The task
All that is needed is each line of the entries holding the word "bottle", copied as it stands.

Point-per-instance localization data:
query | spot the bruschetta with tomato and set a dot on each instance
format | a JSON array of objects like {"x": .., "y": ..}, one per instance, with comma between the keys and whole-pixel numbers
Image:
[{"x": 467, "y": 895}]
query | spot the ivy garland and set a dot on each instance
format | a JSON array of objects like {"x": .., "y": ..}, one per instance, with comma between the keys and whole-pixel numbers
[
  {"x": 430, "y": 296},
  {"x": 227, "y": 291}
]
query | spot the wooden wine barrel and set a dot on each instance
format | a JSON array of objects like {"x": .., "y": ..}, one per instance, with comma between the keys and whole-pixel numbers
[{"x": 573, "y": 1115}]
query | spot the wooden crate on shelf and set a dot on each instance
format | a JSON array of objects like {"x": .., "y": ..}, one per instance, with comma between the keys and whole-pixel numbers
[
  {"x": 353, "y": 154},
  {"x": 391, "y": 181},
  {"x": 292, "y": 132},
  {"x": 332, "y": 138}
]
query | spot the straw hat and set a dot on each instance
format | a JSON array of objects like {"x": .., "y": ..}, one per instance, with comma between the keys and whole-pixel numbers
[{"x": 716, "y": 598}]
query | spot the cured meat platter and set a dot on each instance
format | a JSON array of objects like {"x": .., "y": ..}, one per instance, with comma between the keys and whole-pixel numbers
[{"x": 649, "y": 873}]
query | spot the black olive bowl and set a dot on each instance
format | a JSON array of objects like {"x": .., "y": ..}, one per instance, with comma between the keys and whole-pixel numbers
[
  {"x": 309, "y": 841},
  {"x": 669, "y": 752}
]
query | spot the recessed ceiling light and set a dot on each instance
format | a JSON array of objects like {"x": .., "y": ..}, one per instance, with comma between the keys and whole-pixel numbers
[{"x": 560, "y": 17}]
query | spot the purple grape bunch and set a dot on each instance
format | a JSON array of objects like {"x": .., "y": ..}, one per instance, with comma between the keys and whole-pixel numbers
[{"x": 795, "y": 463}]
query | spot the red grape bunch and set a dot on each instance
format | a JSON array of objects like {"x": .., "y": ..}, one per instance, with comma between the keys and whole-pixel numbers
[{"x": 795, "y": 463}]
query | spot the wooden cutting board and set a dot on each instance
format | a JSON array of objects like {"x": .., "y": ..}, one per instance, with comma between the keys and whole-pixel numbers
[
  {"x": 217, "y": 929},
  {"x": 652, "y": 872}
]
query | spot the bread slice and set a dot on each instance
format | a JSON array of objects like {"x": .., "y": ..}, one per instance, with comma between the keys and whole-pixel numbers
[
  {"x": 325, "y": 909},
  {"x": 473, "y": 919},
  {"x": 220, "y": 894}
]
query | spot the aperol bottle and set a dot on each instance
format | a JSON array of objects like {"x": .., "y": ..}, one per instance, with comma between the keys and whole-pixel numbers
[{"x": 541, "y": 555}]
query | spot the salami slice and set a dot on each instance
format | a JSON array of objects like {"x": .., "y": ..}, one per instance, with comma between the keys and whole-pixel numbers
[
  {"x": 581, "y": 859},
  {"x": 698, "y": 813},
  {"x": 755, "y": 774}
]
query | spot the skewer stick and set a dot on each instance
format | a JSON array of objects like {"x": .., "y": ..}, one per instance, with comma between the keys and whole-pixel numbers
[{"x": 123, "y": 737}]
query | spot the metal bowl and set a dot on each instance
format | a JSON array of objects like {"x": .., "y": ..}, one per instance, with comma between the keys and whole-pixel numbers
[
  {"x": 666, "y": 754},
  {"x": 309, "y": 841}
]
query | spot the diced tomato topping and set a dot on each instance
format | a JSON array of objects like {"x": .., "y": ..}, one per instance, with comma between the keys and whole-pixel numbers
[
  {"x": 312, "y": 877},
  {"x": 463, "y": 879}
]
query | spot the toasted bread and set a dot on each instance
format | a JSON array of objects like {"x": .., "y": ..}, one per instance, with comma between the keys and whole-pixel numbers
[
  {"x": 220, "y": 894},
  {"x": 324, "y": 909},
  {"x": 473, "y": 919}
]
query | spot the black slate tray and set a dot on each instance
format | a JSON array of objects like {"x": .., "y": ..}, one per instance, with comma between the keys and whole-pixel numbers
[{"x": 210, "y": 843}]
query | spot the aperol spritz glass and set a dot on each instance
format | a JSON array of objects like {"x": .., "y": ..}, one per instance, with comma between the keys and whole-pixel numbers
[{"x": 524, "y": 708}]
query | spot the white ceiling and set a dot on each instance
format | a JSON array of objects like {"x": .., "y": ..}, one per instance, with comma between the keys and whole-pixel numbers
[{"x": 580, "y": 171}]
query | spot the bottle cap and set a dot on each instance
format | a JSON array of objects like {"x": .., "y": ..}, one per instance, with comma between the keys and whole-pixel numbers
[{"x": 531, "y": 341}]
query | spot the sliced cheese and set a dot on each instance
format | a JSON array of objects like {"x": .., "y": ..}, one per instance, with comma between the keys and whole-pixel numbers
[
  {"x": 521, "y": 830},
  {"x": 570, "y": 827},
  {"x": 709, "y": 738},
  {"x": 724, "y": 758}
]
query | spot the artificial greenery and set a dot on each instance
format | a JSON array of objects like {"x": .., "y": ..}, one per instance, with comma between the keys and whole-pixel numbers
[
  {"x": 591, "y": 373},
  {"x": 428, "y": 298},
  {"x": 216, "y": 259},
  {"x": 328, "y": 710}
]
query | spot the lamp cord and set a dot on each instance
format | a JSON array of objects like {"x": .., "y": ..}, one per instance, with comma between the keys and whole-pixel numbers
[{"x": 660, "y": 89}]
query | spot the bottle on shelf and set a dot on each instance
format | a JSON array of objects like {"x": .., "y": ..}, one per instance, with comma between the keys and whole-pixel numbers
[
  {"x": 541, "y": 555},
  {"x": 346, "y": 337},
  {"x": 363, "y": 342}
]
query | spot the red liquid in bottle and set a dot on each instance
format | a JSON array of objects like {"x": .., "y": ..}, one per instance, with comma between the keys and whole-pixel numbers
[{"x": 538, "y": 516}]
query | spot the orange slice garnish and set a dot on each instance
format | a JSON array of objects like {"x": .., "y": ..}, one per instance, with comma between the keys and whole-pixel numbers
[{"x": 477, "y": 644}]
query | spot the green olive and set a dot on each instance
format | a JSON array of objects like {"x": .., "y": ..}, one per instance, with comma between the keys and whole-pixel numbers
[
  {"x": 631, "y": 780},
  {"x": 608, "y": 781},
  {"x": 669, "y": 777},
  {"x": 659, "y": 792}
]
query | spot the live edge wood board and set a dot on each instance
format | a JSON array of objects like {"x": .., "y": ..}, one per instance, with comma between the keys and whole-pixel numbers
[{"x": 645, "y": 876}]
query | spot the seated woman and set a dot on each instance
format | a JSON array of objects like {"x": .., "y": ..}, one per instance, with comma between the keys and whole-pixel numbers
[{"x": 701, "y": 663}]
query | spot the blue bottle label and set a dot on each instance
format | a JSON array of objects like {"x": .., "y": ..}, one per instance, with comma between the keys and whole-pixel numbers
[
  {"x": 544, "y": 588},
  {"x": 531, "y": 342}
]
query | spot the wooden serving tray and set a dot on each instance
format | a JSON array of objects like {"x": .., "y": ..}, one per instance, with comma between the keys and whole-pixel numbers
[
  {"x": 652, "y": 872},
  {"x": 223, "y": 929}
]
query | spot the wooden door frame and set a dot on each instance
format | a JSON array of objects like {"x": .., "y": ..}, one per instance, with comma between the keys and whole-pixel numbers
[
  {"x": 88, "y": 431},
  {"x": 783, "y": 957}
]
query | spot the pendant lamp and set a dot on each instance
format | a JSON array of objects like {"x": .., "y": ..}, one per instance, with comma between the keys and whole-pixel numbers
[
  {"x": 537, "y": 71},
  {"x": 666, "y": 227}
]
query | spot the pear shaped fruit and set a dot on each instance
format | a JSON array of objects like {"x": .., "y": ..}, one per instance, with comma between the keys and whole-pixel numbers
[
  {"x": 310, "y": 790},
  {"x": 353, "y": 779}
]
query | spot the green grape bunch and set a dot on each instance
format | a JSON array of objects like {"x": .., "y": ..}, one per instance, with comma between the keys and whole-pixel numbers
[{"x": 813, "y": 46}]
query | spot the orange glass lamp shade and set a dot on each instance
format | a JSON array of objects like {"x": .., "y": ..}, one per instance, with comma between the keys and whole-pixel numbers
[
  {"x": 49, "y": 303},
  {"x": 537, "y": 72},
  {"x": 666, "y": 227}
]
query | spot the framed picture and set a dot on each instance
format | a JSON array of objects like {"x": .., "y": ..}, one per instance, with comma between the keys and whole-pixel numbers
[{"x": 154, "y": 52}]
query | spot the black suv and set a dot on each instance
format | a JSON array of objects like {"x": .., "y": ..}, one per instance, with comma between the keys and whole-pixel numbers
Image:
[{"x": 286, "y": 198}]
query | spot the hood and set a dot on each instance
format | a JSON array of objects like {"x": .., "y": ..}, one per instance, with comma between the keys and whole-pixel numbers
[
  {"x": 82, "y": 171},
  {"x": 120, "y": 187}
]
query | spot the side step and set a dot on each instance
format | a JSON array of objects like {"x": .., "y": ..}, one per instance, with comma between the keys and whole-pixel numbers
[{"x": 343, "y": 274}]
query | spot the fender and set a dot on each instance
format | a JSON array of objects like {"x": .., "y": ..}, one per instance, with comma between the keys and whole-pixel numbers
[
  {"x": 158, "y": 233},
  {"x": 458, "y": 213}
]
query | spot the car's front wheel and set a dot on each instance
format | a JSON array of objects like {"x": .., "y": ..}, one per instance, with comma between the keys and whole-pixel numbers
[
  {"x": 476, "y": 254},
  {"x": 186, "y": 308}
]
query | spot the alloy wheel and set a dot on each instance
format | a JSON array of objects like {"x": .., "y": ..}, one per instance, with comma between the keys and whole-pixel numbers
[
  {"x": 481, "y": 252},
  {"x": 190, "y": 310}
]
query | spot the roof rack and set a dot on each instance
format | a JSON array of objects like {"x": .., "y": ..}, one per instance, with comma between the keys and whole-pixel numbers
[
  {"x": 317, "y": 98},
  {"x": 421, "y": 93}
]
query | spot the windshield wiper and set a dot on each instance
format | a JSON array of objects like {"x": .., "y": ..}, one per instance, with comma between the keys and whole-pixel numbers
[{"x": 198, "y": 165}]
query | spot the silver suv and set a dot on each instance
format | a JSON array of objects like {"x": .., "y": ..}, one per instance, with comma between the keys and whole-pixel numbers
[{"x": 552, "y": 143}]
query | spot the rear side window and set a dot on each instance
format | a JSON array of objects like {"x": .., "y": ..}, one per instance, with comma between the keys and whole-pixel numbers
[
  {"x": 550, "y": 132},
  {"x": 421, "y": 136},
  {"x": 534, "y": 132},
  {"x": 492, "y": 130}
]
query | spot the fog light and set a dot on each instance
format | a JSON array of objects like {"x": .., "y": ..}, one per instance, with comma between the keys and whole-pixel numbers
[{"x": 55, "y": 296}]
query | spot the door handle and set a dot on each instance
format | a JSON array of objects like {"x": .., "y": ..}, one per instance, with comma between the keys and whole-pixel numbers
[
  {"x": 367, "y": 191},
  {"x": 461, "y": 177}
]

Result for this exercise
query | spot the aperol bottle and set a dot on each instance
query | spot the bottle cap and set a dot on each instance
query | spot the bottle on shelf and set a dot on each instance
query | spot the red liquid in bottle and set a dot on each instance
query | spot the blue bottle label and set a dot on each instance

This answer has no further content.